▸ **PROBLEM DETAILS**
Reproduce the RSpobs documentation below word for word, from "Given a matrix" up to and including "the unit sphere/simplex)).".

▸ **PAGE TEXT**
(begin)

RSpobs: Pseudo-Observations of Radial and Uniform Part of Elliptical and Archimedean Copulas

Description

Given a matrix of iid multivariate data from a meta-elliptical or meta-Archimedean model, RSpobs() computes pseudo-observations of the radial part \(R\) and the vector \(\bm{S}\) which follows a uniform distribution on the unit sphere (for elliptical copulas) or the unit simplex (for Archimedean copulas). These quantities can be used for (graphical) goodness-of-fit tests, for example.

Usage

RSpobs(x, do.pobs = TRUE, method = c("ellip", "archm"), ...)

Value

A list with components R (an

\(n\)-vector containing the pseudo-observations of the radial part) and S (an \((n, d)\)-matrix containing the pseudo-observations of the uniform distribution (on the unit sphere/simplex)).

Arguments

x

an \((n, d)\)-matrix of data; if do.pobs=FALSE, the rows of x are assumed to lie in the \(d\)-dimensional unit hypercube (if they do not, this leads to an error).

(end)

▸ **INFORMATION SUPPLIED**
(begin)

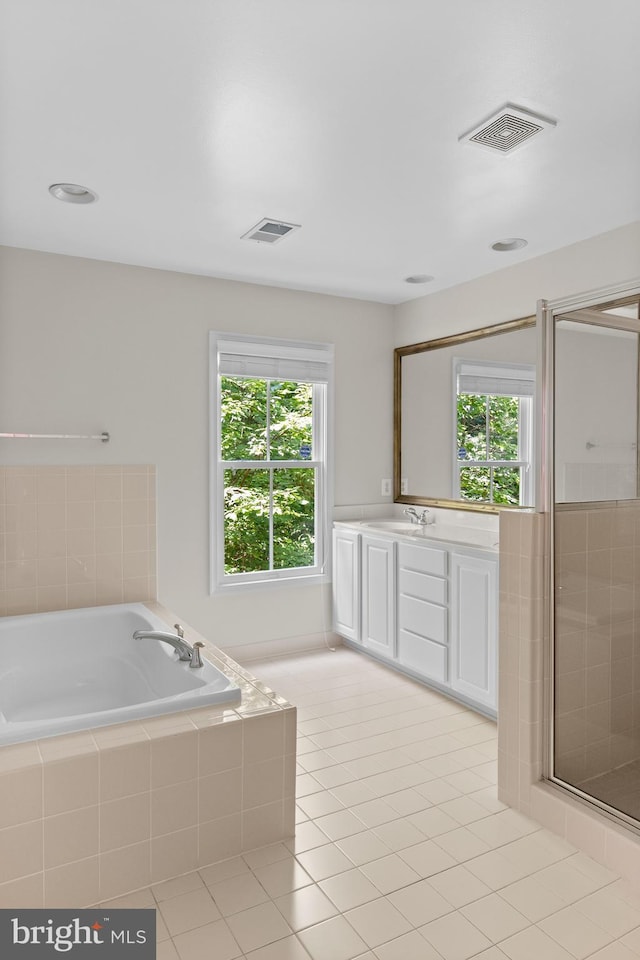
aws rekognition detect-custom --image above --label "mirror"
[394,317,537,513]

(end)

▸ **SOLUTION FOR THIS TASK**
Given a matrix of iid multivariate data from a meta-elliptical or meta-Archimedean model, RSpobs() computes pseudo-observations of the radial part \(R\) and the vector \(\bm{S}\) which follows a uniform distribution on the unit sphere (for elliptical copulas) or the unit simplex (for Archimedean copulas). These quantities can be used for (graphical) goodness-of-fit tests, for example.

Usage

RSpobs(x, do.pobs = TRUE, method = c("ellip", "archm"), ...)

Value

A list with components R (an

\(n\)-vector containing the pseudo-observations of the radial part) and S (an \((n, d)\)-matrix containing the pseudo-observations of the uniform distribution (on the unit sphere/simplex)).